_Task objective_:
Copy each line of the entries that includes the word "below".

_Record excerpts_:
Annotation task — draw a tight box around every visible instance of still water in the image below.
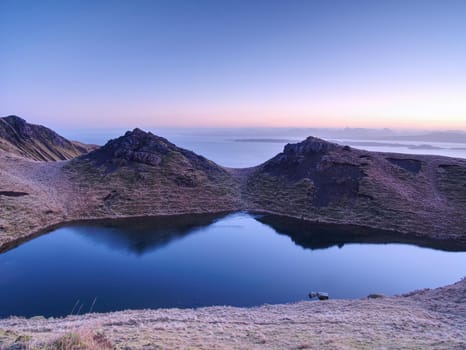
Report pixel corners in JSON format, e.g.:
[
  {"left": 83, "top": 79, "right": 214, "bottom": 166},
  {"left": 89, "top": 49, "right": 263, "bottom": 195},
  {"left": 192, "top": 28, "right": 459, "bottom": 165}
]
[{"left": 1, "top": 212, "right": 465, "bottom": 318}]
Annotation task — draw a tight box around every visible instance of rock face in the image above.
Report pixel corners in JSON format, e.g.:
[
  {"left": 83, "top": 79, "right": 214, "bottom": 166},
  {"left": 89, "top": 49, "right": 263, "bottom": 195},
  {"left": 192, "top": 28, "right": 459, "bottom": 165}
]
[
  {"left": 84, "top": 128, "right": 169, "bottom": 166},
  {"left": 0, "top": 115, "right": 95, "bottom": 161},
  {"left": 82, "top": 128, "right": 223, "bottom": 176},
  {"left": 259, "top": 137, "right": 364, "bottom": 206},
  {"left": 245, "top": 136, "right": 466, "bottom": 240}
]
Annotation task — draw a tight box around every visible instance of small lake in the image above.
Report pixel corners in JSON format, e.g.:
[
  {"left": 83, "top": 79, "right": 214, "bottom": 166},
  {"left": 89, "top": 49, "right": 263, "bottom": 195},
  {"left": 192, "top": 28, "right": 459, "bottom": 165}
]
[{"left": 1, "top": 212, "right": 465, "bottom": 318}]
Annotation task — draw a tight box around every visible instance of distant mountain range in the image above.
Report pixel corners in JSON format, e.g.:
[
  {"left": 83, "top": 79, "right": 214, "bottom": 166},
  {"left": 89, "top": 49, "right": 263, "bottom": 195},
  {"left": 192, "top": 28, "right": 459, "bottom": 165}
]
[
  {"left": 383, "top": 131, "right": 466, "bottom": 143},
  {"left": 233, "top": 127, "right": 466, "bottom": 144},
  {"left": 301, "top": 128, "right": 466, "bottom": 143}
]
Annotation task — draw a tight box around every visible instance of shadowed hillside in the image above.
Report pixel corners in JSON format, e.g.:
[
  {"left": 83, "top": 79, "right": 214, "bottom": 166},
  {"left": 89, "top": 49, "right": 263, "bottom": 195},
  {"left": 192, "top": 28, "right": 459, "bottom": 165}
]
[
  {"left": 244, "top": 136, "right": 466, "bottom": 240},
  {"left": 0, "top": 115, "right": 96, "bottom": 161}
]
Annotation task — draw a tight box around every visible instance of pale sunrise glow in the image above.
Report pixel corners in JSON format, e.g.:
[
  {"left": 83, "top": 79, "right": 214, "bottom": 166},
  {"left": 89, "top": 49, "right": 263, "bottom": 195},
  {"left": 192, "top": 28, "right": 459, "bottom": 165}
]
[{"left": 1, "top": 0, "right": 465, "bottom": 130}]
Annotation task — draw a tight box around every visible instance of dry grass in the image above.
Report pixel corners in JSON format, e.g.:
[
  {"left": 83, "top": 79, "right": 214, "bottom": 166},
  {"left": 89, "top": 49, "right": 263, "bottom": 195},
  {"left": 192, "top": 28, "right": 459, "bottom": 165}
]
[
  {"left": 46, "top": 329, "right": 113, "bottom": 350},
  {"left": 1, "top": 279, "right": 465, "bottom": 350},
  {"left": 0, "top": 327, "right": 113, "bottom": 350}
]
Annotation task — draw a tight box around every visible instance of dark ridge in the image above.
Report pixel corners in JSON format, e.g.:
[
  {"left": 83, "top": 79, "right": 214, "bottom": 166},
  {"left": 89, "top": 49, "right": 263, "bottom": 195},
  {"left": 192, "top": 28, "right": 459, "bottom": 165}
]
[
  {"left": 261, "top": 137, "right": 340, "bottom": 180},
  {"left": 258, "top": 136, "right": 365, "bottom": 206},
  {"left": 387, "top": 158, "right": 422, "bottom": 174},
  {"left": 0, "top": 115, "right": 93, "bottom": 161}
]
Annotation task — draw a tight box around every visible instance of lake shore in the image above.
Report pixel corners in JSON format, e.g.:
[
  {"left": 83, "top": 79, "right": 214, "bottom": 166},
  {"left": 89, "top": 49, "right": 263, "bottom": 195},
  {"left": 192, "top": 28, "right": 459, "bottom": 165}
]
[
  {"left": 2, "top": 129, "right": 466, "bottom": 254},
  {"left": 1, "top": 153, "right": 465, "bottom": 255},
  {"left": 0, "top": 278, "right": 464, "bottom": 349}
]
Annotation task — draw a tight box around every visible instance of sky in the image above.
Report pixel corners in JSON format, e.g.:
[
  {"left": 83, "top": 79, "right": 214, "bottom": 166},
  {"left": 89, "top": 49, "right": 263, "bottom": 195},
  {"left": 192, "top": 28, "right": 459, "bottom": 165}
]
[{"left": 1, "top": 0, "right": 466, "bottom": 130}]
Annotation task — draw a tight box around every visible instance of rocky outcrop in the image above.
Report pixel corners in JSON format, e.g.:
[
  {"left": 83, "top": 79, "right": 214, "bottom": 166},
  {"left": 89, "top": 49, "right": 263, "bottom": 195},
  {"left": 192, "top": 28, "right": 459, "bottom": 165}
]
[
  {"left": 244, "top": 136, "right": 466, "bottom": 240},
  {"left": 0, "top": 115, "right": 95, "bottom": 161},
  {"left": 62, "top": 128, "right": 241, "bottom": 220},
  {"left": 256, "top": 137, "right": 364, "bottom": 207},
  {"left": 81, "top": 128, "right": 224, "bottom": 177}
]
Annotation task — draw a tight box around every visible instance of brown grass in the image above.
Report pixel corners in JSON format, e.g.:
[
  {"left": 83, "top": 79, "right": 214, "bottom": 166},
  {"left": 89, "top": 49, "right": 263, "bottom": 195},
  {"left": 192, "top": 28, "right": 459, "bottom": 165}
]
[{"left": 1, "top": 328, "right": 113, "bottom": 350}]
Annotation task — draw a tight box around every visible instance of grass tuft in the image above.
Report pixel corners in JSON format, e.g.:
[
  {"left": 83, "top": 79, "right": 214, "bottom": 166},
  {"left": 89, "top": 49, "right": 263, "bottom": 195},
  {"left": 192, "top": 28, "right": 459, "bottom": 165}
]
[{"left": 47, "top": 329, "right": 113, "bottom": 350}]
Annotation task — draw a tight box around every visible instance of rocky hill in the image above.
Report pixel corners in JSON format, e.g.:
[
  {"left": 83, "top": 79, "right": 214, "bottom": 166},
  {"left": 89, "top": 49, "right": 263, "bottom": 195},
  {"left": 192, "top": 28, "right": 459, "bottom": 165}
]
[
  {"left": 62, "top": 128, "right": 242, "bottom": 220},
  {"left": 0, "top": 115, "right": 95, "bottom": 161},
  {"left": 0, "top": 119, "right": 465, "bottom": 251},
  {"left": 244, "top": 136, "right": 466, "bottom": 242},
  {"left": 0, "top": 126, "right": 243, "bottom": 250}
]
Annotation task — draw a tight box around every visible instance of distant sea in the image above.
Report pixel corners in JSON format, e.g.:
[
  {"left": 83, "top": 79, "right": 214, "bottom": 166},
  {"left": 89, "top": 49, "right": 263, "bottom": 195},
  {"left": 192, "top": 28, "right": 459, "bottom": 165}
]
[{"left": 60, "top": 128, "right": 466, "bottom": 168}]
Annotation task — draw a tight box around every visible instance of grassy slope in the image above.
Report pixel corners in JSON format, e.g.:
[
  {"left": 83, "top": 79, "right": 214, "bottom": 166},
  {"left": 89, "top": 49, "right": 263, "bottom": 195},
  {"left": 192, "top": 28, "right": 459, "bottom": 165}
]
[
  {"left": 1, "top": 132, "right": 465, "bottom": 251},
  {"left": 0, "top": 279, "right": 464, "bottom": 349}
]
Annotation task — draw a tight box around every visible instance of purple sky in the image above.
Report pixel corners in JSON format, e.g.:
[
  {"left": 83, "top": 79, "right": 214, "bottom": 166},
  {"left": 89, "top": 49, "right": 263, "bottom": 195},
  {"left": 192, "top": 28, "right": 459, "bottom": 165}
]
[{"left": 1, "top": 0, "right": 465, "bottom": 130}]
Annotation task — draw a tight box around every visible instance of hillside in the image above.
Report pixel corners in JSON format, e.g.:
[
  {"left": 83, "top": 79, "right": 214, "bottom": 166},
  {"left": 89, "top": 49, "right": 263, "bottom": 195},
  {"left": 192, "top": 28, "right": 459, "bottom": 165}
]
[
  {"left": 0, "top": 126, "right": 241, "bottom": 250},
  {"left": 244, "top": 136, "right": 466, "bottom": 242},
  {"left": 0, "top": 115, "right": 95, "bottom": 161},
  {"left": 64, "top": 128, "right": 241, "bottom": 218},
  {"left": 0, "top": 118, "right": 465, "bottom": 251}
]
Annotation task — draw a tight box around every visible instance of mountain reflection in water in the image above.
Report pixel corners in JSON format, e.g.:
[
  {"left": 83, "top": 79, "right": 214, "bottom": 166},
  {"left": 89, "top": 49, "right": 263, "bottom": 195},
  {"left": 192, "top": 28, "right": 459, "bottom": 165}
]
[
  {"left": 72, "top": 212, "right": 465, "bottom": 255},
  {"left": 1, "top": 212, "right": 465, "bottom": 318},
  {"left": 73, "top": 213, "right": 227, "bottom": 255}
]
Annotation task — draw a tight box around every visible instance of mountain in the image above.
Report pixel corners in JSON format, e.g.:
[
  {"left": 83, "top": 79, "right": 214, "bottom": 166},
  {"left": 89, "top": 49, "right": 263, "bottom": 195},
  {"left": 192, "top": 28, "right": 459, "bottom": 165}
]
[
  {"left": 244, "top": 136, "right": 466, "bottom": 241},
  {"left": 0, "top": 115, "right": 96, "bottom": 161},
  {"left": 0, "top": 121, "right": 465, "bottom": 252},
  {"left": 63, "top": 128, "right": 241, "bottom": 219},
  {"left": 80, "top": 128, "right": 225, "bottom": 174}
]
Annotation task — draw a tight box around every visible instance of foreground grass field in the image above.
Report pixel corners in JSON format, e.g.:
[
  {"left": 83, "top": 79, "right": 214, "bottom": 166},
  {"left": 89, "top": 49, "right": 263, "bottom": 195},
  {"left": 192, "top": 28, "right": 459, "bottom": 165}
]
[{"left": 1, "top": 278, "right": 464, "bottom": 349}]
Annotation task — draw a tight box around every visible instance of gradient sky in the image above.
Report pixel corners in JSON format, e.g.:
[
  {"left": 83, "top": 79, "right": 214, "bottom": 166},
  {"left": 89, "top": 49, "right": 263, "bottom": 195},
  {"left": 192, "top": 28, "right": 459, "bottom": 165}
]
[{"left": 1, "top": 0, "right": 466, "bottom": 130}]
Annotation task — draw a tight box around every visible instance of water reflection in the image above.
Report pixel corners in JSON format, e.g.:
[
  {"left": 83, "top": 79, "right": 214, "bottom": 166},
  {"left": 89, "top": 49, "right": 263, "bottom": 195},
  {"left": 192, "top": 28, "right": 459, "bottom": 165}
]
[
  {"left": 72, "top": 213, "right": 228, "bottom": 255},
  {"left": 73, "top": 212, "right": 466, "bottom": 255},
  {"left": 255, "top": 214, "right": 466, "bottom": 252},
  {"left": 1, "top": 212, "right": 465, "bottom": 318}
]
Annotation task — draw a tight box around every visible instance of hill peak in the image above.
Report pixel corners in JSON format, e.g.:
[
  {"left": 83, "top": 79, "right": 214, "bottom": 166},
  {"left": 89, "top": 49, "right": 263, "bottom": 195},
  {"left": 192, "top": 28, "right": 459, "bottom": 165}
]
[
  {"left": 3, "top": 115, "right": 26, "bottom": 123},
  {"left": 81, "top": 128, "right": 226, "bottom": 174},
  {"left": 83, "top": 128, "right": 176, "bottom": 166},
  {"left": 0, "top": 115, "right": 93, "bottom": 161},
  {"left": 283, "top": 136, "right": 339, "bottom": 155}
]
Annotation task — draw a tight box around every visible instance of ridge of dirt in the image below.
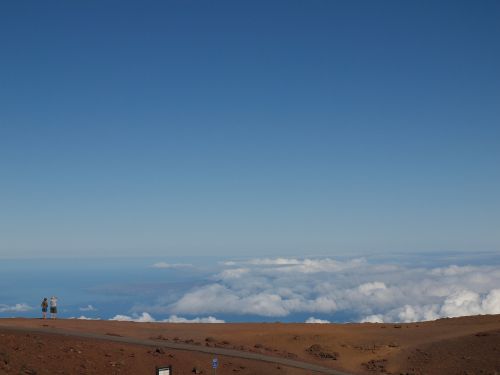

_Task answer_:
Annotation task — draw a tight box around every visible instance of still water in the image below.
Annotation task — draw a tight box around every visible instance of ridge of dirt in the image below.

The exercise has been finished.